• **Fragmento proporcionado**:
□ □ □ □ □
El nuevo emplazamiento de la gerente del FMI, Christine Legarde, a la
Argentina evoca las peores prácticas del neocolonialismo financiero, propias de
unos tiempos que América Latina ya no acepta más.
Andrés Mora Ramírez / AUNA
Christine Legarde, directora del FMI |
La directora gerente
del Fondo Monetario Internacional (FMI), Christine Legarde, añora aquellos
tiempos, todavía no tan lejanos, en que su organismo dictaba cátedras de
política económica a los obedientes y sumisos alumnos latinoamericanos. La
época de los Salinas de Gortari, los Ménem, los Fujimori, los Cardoso, los
Pérez, los Sánchez de Losada y los
Bucaram, cuando un guiño o un chistido del FMI bastaban para poner de rodillas
un gobierno y comprometer la economía, las políticas sociales y la estabilidad
de un país.
Esta vocación por la
añoranza la acaba de demostrar la señora Legarde, en una conferencia de prensa
en Washington –para que no queden dudas-, cuando advirtió que el FMI sacará
“tarjeta roja” a Argentina “si no mejora sus estadísticas de inflación y
PIB antes del 17 de diciembre”. Es
decir, que si Argentina no ajusta sus indicadores de precios y de medición del
PIB a los requerimientos señalados por la tecnocracia financiera, podría ser
censurada y hasta expulsada del organismo internacional.
Más allá de las consideraciones metodológicas sobre la medición de
indicadores económicos, y las discrepancias que al respecto mantienen
funcionarios del gobierno argentino y del Fondo, lo cierto es que la alerta de
la señora Legarde, que llega seis meses después de que la
“misión técnica” del organismo cerrara sus oficinas en Buenos Aires, es
hipócrita y tendenciosa: nunca antes, ni siquiera en los peores momentos de
crisis en Argentina, como en los meses anteriores y posteriores al colapso de
diciembre del 2001, cuando el país era un consumado deudor, humillado y
sometido al tutelaje financiero, se insinuó la posibilidad de la expulsión,
pero en cambio ahora, cuando actúa como nación soberana, se blanden en su
contra toda clase de armas de presión política.
□ □ □ □ □
Entradas del conjunto de datos:
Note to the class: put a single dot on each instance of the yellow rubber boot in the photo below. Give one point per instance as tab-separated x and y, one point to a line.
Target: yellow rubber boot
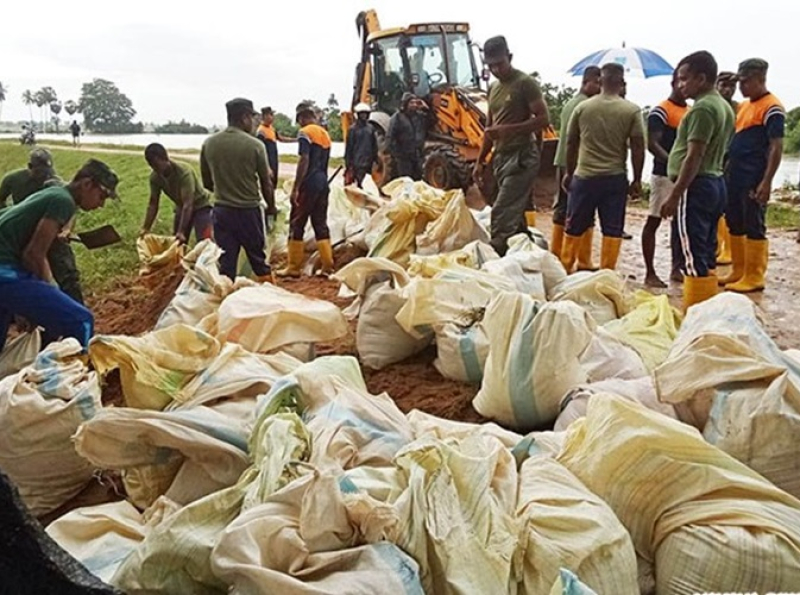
755	267
698	289
569	251
585	251
723	242
609	252
557	239
737	244
325	256
294	262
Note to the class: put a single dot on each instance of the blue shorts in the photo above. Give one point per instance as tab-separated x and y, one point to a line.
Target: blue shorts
42	304
606	195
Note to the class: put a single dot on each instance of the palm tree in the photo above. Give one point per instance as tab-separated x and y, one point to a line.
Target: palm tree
44	97
28	99
55	107
3	91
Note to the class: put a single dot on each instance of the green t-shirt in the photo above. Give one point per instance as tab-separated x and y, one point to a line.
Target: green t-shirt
566	113
605	124
234	161
710	120
19	185
18	223
182	181
509	103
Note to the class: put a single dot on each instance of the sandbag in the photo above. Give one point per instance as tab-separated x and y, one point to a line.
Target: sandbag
438	301
565	525
413	206
533	359
453	229
349	427
472	256
310	538
538	258
456	516
607	357
709	522
650	328
20	352
265	318
380	340
569	584
184	454
101	537
726	377
158	253
601	293
639	390
156	366
461	352
175	556
41	407
202	289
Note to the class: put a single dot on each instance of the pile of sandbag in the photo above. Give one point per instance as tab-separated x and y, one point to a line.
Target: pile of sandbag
41	407
344	493
726	377
706	522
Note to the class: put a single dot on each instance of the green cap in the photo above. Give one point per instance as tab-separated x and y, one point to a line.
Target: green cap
41	158
752	66
99	172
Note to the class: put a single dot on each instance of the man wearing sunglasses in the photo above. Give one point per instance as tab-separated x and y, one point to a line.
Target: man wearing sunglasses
27	231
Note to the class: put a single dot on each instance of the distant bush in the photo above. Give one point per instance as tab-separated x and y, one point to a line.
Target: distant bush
182	127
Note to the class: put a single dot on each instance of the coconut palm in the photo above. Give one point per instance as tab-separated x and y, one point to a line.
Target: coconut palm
44	97
55	107
28	99
3	92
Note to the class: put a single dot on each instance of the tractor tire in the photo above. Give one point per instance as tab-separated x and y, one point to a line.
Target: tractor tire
446	169
382	173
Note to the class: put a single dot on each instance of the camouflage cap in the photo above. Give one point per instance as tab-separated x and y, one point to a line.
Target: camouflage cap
752	66
41	158
495	49
99	172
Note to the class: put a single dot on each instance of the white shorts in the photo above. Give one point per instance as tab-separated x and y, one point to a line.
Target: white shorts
660	189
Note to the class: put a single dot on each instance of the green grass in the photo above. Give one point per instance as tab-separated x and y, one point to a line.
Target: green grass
99	268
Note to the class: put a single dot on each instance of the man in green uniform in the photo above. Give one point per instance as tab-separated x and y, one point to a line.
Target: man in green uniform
517	112
601	132
19	185
695	163
27	231
233	165
180	183
589	88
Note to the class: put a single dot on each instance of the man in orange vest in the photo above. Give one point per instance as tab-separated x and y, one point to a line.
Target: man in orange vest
662	128
753	160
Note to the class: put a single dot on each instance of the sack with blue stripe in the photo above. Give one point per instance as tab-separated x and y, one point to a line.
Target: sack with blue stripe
534	352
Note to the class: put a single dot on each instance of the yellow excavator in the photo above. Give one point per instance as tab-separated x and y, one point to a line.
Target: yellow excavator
439	63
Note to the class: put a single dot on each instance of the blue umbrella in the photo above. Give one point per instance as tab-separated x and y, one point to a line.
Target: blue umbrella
636	61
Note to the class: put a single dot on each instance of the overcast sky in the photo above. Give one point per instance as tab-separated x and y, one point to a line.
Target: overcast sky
179	59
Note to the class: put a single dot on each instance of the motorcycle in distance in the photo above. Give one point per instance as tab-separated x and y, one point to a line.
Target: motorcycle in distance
28	136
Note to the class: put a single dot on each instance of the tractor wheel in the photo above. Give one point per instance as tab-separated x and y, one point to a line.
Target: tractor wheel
445	168
382	173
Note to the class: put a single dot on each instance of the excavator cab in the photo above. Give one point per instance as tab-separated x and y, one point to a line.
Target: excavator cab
439	63
421	59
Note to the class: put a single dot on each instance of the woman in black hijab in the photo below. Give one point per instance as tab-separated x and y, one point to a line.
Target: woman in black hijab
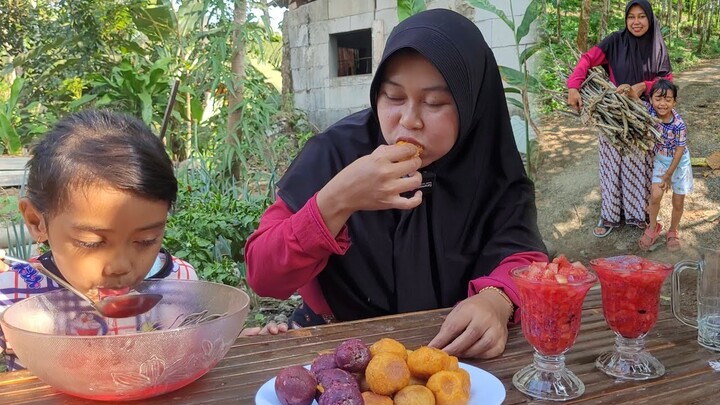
634	58
363	227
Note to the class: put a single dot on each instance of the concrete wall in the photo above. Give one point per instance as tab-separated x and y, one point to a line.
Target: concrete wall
325	98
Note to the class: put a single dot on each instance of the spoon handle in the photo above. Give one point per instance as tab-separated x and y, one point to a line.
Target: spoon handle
39	267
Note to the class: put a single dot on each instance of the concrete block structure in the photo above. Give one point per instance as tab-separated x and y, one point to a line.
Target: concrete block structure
336	45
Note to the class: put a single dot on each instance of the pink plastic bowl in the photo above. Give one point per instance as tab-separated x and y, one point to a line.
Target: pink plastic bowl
61	340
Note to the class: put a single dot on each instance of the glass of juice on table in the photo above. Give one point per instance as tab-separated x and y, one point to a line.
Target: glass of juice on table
630	288
551	296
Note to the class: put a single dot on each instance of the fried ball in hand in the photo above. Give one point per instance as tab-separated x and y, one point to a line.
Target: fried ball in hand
427	361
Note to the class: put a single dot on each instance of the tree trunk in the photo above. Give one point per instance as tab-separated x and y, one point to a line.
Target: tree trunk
700	20
235	92
559	21
286	69
679	17
581	40
710	22
702	28
603	19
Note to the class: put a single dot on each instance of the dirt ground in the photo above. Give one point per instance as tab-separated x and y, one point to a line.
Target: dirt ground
567	182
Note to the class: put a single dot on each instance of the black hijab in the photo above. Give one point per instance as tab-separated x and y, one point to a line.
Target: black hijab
636	59
481	208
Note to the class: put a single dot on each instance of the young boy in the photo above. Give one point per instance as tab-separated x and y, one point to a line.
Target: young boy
671	168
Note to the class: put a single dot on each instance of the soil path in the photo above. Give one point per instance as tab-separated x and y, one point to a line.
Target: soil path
568	194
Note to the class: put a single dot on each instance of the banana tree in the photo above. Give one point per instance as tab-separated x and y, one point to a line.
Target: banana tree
406	8
519	82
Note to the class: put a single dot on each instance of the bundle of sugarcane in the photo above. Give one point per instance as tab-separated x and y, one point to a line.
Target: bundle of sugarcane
624	121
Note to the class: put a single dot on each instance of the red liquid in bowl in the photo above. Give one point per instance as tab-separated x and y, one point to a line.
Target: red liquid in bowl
630	292
552	306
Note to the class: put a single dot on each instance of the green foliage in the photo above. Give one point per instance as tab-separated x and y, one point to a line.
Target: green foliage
406	8
8	209
209	228
136	86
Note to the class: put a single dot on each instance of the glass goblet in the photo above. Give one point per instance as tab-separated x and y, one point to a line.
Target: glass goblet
550	319
630	288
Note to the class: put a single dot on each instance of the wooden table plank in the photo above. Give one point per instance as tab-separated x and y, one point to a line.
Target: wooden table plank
252	361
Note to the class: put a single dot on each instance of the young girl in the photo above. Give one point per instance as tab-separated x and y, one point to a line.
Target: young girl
672	165
365	227
99	189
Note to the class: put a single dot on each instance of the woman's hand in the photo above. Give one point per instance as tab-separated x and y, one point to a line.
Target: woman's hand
372	182
271	328
476	327
574	99
628	90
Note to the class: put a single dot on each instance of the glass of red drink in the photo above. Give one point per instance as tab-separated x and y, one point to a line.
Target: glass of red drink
551	297
630	296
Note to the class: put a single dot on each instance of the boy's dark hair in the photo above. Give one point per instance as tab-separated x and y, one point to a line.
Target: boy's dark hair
663	86
99	146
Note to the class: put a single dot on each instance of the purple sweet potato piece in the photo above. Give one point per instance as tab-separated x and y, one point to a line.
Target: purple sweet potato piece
328	378
341	394
352	355
295	385
323	362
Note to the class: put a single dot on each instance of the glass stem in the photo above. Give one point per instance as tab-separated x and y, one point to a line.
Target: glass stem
551	364
629	346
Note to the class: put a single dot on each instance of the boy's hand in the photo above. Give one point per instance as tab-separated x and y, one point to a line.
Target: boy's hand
665	182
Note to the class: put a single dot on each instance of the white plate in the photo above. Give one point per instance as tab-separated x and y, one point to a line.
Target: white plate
485	389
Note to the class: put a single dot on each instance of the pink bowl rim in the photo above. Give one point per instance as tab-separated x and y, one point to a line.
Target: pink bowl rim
4	324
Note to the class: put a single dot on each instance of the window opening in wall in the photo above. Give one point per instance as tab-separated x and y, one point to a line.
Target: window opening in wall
352	52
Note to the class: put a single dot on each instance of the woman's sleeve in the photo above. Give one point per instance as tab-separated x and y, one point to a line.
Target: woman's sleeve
500	277
288	250
594	57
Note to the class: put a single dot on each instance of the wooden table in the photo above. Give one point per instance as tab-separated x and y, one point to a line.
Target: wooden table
251	361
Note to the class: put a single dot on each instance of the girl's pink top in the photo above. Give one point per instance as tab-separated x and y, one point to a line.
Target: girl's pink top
596	57
288	251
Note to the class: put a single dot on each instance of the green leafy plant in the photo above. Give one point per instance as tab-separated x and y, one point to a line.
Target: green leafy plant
520	81
209	228
406	8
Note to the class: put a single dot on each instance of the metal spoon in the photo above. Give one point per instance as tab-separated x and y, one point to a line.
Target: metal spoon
119	306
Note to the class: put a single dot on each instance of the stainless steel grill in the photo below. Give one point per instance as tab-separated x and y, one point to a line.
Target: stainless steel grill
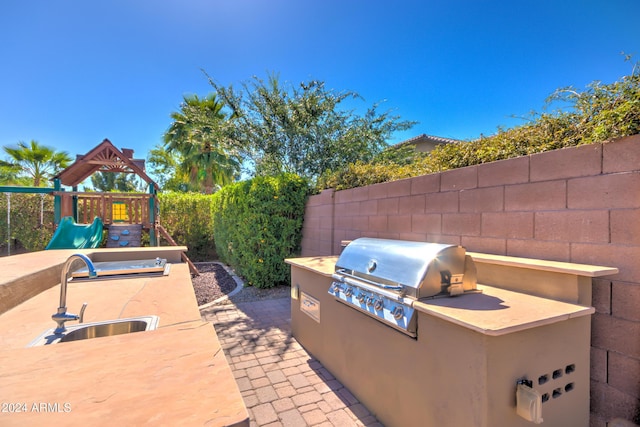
382	278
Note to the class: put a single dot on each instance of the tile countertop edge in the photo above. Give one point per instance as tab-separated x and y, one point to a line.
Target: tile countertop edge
520	312
544	265
323	265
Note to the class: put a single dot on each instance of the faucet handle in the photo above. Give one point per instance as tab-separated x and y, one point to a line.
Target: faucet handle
81	316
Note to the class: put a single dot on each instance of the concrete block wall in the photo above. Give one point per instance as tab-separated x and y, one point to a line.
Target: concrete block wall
578	204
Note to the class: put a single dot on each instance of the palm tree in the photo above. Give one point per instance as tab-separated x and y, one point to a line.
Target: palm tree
198	134
37	161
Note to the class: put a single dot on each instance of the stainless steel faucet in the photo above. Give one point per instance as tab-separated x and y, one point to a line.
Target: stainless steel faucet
62	316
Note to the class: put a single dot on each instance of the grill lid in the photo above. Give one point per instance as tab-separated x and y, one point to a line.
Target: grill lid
421	269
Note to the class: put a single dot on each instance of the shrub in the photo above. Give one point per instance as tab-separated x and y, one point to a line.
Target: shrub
187	219
26	226
600	113
257	224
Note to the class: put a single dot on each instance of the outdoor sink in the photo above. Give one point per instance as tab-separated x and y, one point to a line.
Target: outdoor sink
106	328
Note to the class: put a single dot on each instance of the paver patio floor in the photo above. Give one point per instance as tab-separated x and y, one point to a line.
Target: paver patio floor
282	385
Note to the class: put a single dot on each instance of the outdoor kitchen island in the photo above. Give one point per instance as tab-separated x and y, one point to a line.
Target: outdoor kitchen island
469	352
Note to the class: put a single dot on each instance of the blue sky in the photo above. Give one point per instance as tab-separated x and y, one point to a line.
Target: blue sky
74	72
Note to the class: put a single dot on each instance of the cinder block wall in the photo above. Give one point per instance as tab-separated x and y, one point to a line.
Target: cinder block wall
577	205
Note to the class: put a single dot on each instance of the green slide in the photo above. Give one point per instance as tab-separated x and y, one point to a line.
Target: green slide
70	235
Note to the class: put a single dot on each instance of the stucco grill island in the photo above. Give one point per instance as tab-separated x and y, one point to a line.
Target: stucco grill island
429	334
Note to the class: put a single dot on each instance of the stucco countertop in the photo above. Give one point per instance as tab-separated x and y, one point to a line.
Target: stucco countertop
492	311
175	375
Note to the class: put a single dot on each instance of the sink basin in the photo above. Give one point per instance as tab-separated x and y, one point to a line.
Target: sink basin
106	328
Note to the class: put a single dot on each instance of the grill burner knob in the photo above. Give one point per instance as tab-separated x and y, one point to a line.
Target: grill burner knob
397	312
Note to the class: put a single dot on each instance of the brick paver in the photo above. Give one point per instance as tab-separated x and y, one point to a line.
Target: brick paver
282	385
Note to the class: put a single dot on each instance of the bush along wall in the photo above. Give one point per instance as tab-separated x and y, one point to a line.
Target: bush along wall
31	220
187	219
257	224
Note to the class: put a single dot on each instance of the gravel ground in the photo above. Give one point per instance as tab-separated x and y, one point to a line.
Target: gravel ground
214	282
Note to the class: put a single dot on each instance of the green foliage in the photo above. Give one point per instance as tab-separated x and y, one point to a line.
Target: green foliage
36	161
302	129
198	135
187	218
26	227
257	224
600	113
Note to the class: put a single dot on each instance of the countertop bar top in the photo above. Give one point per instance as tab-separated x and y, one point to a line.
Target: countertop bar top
175	375
496	311
493	311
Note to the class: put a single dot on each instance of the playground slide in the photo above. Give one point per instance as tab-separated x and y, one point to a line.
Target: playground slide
70	235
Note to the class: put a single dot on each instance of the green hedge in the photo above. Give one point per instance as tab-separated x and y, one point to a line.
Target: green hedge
257	224
187	219
600	113
26	229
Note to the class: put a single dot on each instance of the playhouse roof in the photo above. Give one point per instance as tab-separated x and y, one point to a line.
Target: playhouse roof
105	157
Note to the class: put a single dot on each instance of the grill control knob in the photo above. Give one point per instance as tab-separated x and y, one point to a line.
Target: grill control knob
397	312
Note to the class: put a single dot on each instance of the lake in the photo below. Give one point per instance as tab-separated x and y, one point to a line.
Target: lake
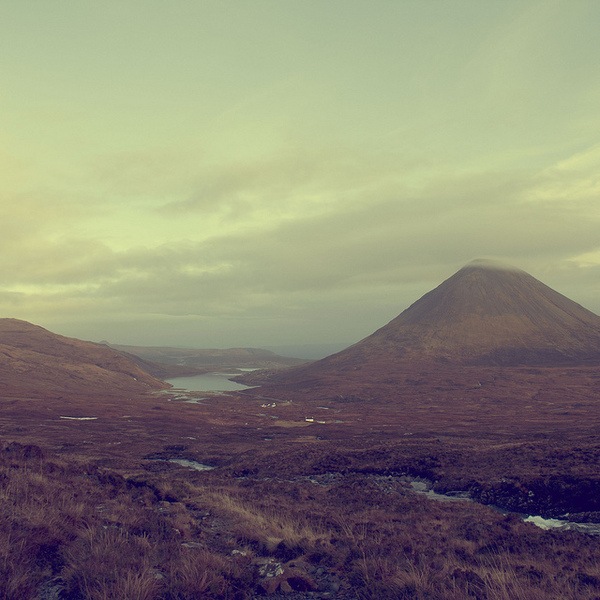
207	382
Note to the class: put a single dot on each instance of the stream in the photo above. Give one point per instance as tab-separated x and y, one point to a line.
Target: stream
424	488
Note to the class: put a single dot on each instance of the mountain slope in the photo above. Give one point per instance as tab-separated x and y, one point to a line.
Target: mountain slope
□ □ □ □ □
• **Preguntas del texto**:
[1] Según el fragmento sobre el FMI y Argentina, ¿antes de qué fecha debía Argentina mejorar sus estadísticas de inflación y PIB?
[2] Reproduce textualmente el fragmento sobre el FMI y Argentina, comenzando en "Más allá de" y terminando en "de presión política.".
[3] Prosigue el fragmento sobre el FMI y Argentina a partir del punto en que se detiene.
Los ítems constituyen un material independiente del fragmento.

• **Respuestas en orden**:
[1] Antes del 17 de diciembre.

[2]
Más allá de las consideraciones metodológicas sobre la medición de
indicadores económicos, y las discrepancias que al respecto mantienen
funcionarios del gobierno argentino y del Fondo, lo cierto es que la alerta de
la señora Legarde, que llega seis meses después de que la
“misión técnica” del organismo cerrara sus oficinas en Buenos Aires, es
hipócrita y tendenciosa: nunca antes, ni siquiera en los peores momentos de
crisis en Argentina, como en los meses anteriores y posteriores al colapso de
diciembre del 2001, cuando el país era un consumado deudor, humillado y
sometido al tutelaje financiero, se insinuó la posibilidad de la expulsión,
pero en cambio ahora, cuando actúa como nación soberana, se blanden en su
contra toda clase de armas de presión política.

[3]
Por eso hizo bien la presidenta Cristina Fernández al defender las
decisiones de su gobierno y la soberanía política de Argentina, cuando declaró
en la Universidad de Georgetown que “el FMI es un árbitro a favor de los
países más desarrollados, que fueron los que impulsaron la crisis y que en
cierta medida la están trasladando a las economías emergentes". Y
plantando cara a la afrenta, agregó: “Yo veo todo lo que se está proponiendo
ahora en los países de la Eurozona y es muy parecido a lo que nos propusieron a
nosotros en la Argentina, previo a la debacle total”.
Es que este nuevo emplazamiento de la gerente del FMI a la Argentina
evoca las peores prácticas del neocolonialismo financiero, propias de unos
tiempos que América Latina ya no acepta más:
Cuando los tecnócratas y políticos al uso bendijeron las cacería de los
bienes públicos; y los grandes grupos empresariales, asociados al capital
transnacional, se apoderaron de los medios de comunicación y, con persistentes
letanías, predicaron sin contemplaciones la ortodoxia del credo neoliberal.
Cuando los iluminados de la religión del mercado nos dijeron: “vamos a
modernizar la economía y a liberar al Estado”, pero guardaron silencio sobre
los verdaderos dogmas de su catecismo: maximizar las ganancias, incluso a costa
de sacrificar el bienestar de las mayorías.
Cuando los consultores del FMI, del Banco Mundial y demás cofradías,
vinculados política y hasta carnalmente con las élites políticas y
empresariales dominantes, asesoraron el más corrupto proceso de privatización
de los activos públicos latinoamericanos, a cambio de jugosas comisiones y
otras prendas inconfesables.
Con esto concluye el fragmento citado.